Reproduce each of the following lines word for word, with nothing altered.

______

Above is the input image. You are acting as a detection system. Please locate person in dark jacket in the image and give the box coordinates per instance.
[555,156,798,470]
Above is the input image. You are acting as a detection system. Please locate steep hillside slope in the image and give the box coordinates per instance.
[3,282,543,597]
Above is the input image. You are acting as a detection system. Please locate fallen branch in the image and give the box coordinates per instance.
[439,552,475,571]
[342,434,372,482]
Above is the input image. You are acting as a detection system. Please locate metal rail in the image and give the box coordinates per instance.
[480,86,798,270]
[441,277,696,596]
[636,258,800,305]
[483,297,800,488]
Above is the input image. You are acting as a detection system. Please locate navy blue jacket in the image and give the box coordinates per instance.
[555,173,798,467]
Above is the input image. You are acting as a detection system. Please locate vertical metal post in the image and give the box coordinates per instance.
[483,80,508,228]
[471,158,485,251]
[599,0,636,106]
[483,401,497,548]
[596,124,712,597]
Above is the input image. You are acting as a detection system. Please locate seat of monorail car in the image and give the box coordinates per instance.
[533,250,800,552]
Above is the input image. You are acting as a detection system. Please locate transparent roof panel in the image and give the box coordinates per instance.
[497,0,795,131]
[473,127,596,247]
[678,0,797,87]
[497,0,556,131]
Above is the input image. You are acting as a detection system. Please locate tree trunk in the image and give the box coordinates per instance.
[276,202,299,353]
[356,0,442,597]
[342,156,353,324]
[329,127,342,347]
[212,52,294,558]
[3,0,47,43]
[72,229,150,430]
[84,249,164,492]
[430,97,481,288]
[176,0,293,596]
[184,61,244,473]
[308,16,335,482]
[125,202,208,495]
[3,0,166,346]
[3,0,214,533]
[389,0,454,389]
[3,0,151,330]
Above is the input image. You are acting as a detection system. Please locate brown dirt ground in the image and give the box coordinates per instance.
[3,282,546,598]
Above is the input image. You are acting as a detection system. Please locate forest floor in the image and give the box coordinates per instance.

______

**Task result**:
Above is the input image. You are acting as a detection system. Please locate person in dark jacket in the image and give the box coordinates per instance.
[555,156,798,470]
Above is the input image. You are acting as a detection system. Please locate steep hillside slope in the image and give the box coordinates per instance.
[3,282,543,597]
Above is the input image. You are acting as a detection system. Please locate fallen branch in the image and give the box coordinates per instance.
[439,552,475,571]
[342,434,372,482]
Above is the input image. You are acting as a detection system. Please locate metal rail in the image and give the box coordinates per instance.
[480,86,798,270]
[441,277,696,596]
[636,258,800,305]
[483,297,800,488]
Above is the input image. You are acting as a detection system. Please locate navy blue jacket in the image and give the box coordinates per instance.
[555,173,798,467]
Above is the input image. You are acting as a detection system. Please locate vertical metal post in the image and give the box coordinates per instance.
[483,80,508,228]
[471,158,485,251]
[599,0,636,106]
[483,401,497,548]
[596,124,712,597]
Above is the input image. You are acting as a detection system. Please locate seat of monorail car in the image and give the box coordinates per instance.
[533,250,800,552]
Above is the input image. You are acting as a detection system. Please locate transparent roof panel in the image and give the box coordinates per instance.
[497,0,795,131]
[473,127,596,247]
[678,0,797,87]
[497,0,556,131]
Above is the input image. You are acting as a detection system. Please locate tree trunk in the image and give the box coordinates per instance.
[276,202,299,353]
[356,0,442,597]
[342,156,353,324]
[329,127,342,347]
[212,52,294,558]
[3,0,47,43]
[72,229,150,430]
[84,249,164,492]
[430,97,481,288]
[176,0,293,596]
[184,61,244,473]
[308,16,335,482]
[125,202,208,495]
[3,0,166,346]
[3,0,214,533]
[389,0,454,389]
[3,0,151,330]
Above is the input image. You are acting as a detection system. Please locate brown dirt ground in the image and give the box coordinates per instance.
[3,282,546,598]
Above is the input image. You are acting as a detection system. Please locate forest floor in the image and give the box coordinates per instance.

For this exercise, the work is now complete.